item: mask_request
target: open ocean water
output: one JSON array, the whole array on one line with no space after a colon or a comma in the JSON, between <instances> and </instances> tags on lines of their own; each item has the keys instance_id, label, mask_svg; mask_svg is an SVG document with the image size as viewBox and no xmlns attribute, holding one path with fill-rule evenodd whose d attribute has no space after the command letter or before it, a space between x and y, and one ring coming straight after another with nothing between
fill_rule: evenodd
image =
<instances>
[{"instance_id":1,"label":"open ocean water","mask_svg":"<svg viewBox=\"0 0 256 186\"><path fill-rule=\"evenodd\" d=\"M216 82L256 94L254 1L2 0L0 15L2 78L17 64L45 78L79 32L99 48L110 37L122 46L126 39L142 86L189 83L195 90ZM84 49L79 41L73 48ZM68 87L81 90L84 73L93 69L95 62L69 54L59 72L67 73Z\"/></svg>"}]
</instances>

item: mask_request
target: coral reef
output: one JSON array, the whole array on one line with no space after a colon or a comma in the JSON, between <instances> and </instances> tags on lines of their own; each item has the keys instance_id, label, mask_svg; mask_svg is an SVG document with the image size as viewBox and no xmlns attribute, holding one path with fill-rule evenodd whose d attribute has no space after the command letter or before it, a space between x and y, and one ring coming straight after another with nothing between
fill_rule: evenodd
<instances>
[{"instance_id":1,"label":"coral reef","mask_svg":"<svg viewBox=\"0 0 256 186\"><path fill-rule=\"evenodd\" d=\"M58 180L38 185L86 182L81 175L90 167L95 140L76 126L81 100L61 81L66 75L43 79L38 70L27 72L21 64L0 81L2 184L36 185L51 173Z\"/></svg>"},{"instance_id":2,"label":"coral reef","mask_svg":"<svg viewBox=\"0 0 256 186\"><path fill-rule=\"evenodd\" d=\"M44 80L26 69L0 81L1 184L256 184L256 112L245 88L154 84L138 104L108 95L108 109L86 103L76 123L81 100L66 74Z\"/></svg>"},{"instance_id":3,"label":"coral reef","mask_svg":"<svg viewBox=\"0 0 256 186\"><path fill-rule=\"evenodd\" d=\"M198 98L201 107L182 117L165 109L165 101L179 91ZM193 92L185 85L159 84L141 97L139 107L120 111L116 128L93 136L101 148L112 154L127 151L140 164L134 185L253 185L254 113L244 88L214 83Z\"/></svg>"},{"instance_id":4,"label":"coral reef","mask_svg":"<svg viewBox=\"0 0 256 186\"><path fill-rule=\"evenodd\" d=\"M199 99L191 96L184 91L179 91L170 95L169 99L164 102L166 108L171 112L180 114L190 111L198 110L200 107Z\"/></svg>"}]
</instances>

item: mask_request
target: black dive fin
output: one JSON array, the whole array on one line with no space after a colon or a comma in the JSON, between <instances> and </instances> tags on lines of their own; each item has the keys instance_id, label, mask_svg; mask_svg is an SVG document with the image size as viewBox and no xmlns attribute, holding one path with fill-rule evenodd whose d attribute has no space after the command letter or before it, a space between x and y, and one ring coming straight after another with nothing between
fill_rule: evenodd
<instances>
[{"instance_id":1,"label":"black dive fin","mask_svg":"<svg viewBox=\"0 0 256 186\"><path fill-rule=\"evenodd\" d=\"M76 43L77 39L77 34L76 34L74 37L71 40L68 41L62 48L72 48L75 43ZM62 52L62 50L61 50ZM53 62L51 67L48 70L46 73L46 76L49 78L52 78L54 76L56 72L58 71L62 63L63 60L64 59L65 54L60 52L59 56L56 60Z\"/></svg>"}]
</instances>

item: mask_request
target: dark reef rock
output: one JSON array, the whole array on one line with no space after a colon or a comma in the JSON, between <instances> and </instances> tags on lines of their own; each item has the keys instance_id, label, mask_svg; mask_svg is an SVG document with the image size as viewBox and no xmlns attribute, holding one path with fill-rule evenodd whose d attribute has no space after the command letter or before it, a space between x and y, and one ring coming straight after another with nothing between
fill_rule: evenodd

--- --- ---

Pick out every line in the items above that contains the string "reef", matching case exactly.

● **FINAL ANSWER**
target: coral reef
[{"instance_id":1,"label":"coral reef","mask_svg":"<svg viewBox=\"0 0 256 186\"><path fill-rule=\"evenodd\" d=\"M58 180L38 185L86 182L81 175L90 167L95 140L76 126L81 100L61 81L66 75L43 79L38 70L27 72L21 64L0 81L2 184L36 185L51 173Z\"/></svg>"},{"instance_id":2,"label":"coral reef","mask_svg":"<svg viewBox=\"0 0 256 186\"><path fill-rule=\"evenodd\" d=\"M44 80L26 69L0 81L1 184L256 184L256 112L245 88L154 84L138 104L108 95L108 109L86 103L76 123L81 100L66 74Z\"/></svg>"},{"instance_id":3,"label":"coral reef","mask_svg":"<svg viewBox=\"0 0 256 186\"><path fill-rule=\"evenodd\" d=\"M198 98L201 107L182 117L165 109L165 101L179 91ZM193 92L185 85L159 84L141 97L139 107L120 111L116 128L93 136L101 148L112 154L127 151L140 164L134 185L253 185L254 113L244 88L214 83Z\"/></svg>"},{"instance_id":4,"label":"coral reef","mask_svg":"<svg viewBox=\"0 0 256 186\"><path fill-rule=\"evenodd\" d=\"M199 99L191 96L184 91L179 91L170 95L169 99L164 102L166 108L171 112L180 114L190 111L198 110L200 107Z\"/></svg>"}]
target: dark reef rock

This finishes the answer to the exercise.